→ Task to complete: Can you find the lines of the listing that include "window" and copy every one?

→ Supplied material:
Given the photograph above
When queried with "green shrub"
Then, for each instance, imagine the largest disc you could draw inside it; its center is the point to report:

--

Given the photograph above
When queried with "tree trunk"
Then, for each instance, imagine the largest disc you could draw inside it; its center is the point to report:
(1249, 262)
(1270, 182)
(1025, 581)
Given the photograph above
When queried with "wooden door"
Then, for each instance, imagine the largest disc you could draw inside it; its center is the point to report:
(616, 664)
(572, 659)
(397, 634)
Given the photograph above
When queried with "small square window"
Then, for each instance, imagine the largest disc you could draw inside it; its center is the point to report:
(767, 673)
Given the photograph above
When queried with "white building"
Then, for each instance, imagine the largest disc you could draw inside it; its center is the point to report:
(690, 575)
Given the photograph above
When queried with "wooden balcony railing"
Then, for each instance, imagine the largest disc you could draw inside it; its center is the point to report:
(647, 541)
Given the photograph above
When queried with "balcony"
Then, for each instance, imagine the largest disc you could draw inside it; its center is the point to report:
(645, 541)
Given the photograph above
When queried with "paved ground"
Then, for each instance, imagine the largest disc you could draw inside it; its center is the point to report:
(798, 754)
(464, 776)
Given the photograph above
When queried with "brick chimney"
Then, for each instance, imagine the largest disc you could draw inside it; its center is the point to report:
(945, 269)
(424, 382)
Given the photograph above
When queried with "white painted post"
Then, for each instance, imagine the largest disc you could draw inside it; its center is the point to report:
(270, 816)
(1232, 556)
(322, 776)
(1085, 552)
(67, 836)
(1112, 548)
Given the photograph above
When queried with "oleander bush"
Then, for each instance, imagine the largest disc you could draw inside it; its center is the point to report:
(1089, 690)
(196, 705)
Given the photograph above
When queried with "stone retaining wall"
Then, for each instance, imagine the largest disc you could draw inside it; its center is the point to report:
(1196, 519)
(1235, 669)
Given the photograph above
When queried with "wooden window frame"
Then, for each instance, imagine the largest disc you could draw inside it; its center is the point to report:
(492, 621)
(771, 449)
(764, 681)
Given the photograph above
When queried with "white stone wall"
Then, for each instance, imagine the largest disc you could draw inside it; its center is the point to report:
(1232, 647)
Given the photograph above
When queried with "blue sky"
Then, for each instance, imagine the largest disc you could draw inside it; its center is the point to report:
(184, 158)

→ Expected answer:
When queried with "small square window"
When queried with "wooden window frame"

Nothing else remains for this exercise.